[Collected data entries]
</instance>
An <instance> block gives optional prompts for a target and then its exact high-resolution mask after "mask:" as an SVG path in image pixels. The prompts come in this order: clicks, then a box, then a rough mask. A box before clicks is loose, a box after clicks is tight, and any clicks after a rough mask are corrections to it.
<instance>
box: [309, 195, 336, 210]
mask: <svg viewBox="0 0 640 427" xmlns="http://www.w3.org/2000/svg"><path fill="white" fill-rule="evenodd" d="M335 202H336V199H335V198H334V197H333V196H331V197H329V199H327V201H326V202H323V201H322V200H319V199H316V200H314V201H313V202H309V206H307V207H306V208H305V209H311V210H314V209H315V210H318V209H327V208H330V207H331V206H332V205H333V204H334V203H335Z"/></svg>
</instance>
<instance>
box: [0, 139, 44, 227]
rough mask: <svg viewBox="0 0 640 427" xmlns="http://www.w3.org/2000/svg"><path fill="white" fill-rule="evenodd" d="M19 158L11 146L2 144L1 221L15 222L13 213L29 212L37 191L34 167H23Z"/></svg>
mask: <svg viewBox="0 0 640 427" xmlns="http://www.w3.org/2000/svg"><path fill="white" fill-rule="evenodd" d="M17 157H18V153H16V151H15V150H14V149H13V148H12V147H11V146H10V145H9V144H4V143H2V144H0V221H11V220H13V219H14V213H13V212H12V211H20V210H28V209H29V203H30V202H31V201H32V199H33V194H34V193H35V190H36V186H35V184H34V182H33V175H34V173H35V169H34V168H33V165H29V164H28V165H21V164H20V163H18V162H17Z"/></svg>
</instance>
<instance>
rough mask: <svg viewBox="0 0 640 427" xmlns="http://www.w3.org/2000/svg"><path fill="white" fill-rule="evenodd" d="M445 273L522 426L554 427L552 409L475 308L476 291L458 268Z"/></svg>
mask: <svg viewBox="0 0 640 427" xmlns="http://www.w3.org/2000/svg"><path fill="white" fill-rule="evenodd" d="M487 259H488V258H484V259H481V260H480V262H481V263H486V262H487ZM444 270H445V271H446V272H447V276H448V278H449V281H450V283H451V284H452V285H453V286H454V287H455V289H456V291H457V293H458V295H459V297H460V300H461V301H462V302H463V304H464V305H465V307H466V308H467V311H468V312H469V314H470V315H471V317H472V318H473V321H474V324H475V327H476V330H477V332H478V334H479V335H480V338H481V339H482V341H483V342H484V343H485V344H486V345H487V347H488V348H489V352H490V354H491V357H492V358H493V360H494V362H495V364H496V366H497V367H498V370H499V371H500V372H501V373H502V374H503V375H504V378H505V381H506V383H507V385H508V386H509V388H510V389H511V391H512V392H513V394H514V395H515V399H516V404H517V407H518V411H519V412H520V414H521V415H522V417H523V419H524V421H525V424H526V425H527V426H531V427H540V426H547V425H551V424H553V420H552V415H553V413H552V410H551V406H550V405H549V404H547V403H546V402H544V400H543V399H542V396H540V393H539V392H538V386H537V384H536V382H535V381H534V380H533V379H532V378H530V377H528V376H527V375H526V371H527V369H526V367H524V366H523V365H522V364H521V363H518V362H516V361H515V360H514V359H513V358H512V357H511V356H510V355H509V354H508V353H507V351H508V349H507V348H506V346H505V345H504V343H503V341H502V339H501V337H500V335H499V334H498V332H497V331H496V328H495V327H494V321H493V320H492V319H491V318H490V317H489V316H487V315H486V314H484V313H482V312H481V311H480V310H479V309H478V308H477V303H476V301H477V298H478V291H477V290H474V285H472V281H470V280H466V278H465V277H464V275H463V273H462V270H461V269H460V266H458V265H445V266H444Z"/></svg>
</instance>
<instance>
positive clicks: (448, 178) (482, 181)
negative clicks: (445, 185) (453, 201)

*PROBLEM DETAILS:*
Write out all the items again, switching "rough mask" to "coarse mask" wherever it occurs and leaving everything else unchanged.

*RESULT OF THIS EXERCISE:*
</instance>
An <instance> block gives optional prompts for a target and then its exact high-resolution mask after "mask:" as an SVG path in image pixels. The prompts come in this order: clicks, then a box, then a coarse mask. A box before clicks is loose, a box after clicks is tight, and any clicks after a coarse mask are corrections to it.
<instance>
box: [309, 195, 336, 210]
mask: <svg viewBox="0 0 640 427" xmlns="http://www.w3.org/2000/svg"><path fill="white" fill-rule="evenodd" d="M335 202H336V199H335V198H334V197H333V196H331V197H329V199H327V201H326V202H323V201H322V200H319V199H316V200H314V201H313V202H309V206H307V207H306V208H305V209H311V210H314V209H315V210H318V209H327V208H330V207H331V206H332V205H333V204H334V203H335Z"/></svg>
</instance>
<instance>
box: [0, 139, 44, 227]
coarse mask: <svg viewBox="0 0 640 427" xmlns="http://www.w3.org/2000/svg"><path fill="white" fill-rule="evenodd" d="M19 158L11 146L2 144L1 221L15 222L13 213L29 212L37 191L34 167H23Z"/></svg>
mask: <svg viewBox="0 0 640 427" xmlns="http://www.w3.org/2000/svg"><path fill="white" fill-rule="evenodd" d="M17 157H18V153H16V151H15V150H14V149H13V148H12V147H11V146H10V145H9V144H4V143H2V144H0V221H11V220H13V219H14V213H13V212H12V211H20V210H28V209H29V203H30V202H31V201H32V199H33V194H34V193H35V190H36V186H35V184H34V182H33V175H34V173H35V169H34V168H33V165H29V164H28V165H21V164H20V163H18V162H17Z"/></svg>
</instance>
<instance>
coarse mask: <svg viewBox="0 0 640 427" xmlns="http://www.w3.org/2000/svg"><path fill="white" fill-rule="evenodd" d="M445 273L522 426L554 427L552 409L475 308L476 291L458 268Z"/></svg>
mask: <svg viewBox="0 0 640 427" xmlns="http://www.w3.org/2000/svg"><path fill="white" fill-rule="evenodd" d="M487 259H488V258H484V259H481V260H480V262H481V263H486V262H487ZM444 270H445V271H446V272H447V276H448V278H449V281H450V283H451V284H452V285H453V286H454V287H455V289H456V291H457V293H458V295H459V297H460V300H461V301H462V302H463V304H464V305H465V307H466V308H467V311H468V312H469V314H470V315H471V317H472V318H473V321H474V324H475V327H476V330H477V332H478V334H479V335H480V338H481V339H482V341H483V342H484V343H485V344H486V345H487V347H488V348H489V352H490V354H491V357H492V358H493V360H494V362H495V364H496V366H497V367H498V370H499V371H500V372H501V373H502V374H503V375H504V378H505V381H506V383H507V385H508V386H509V388H510V389H511V391H512V392H513V394H514V395H515V399H516V404H517V407H518V411H519V412H520V414H521V415H522V417H523V419H524V421H525V424H526V425H527V426H531V427H540V426H547V425H551V424H553V420H552V415H553V413H552V410H551V406H550V405H549V404H547V403H546V402H544V400H543V399H542V396H540V393H539V392H538V386H537V384H536V382H535V381H534V380H533V379H532V378H530V377H528V376H527V375H526V371H527V369H526V367H524V366H523V365H522V364H521V363H518V362H516V361H515V360H514V359H513V358H512V357H511V356H510V355H509V354H508V353H507V351H508V349H507V348H506V346H505V345H504V343H503V341H502V339H501V337H500V335H499V334H498V332H497V331H496V328H495V327H494V321H493V320H492V319H491V318H490V317H489V316H487V315H486V314H484V313H482V312H481V311H480V310H479V309H478V308H477V303H476V301H477V298H478V291H477V290H474V285H472V281H470V280H466V278H465V277H464V275H463V273H462V270H461V269H460V266H458V265H445V266H444Z"/></svg>
</instance>
<instance>
positive clicks: (448, 178) (482, 181)
negative clicks: (445, 185) (453, 201)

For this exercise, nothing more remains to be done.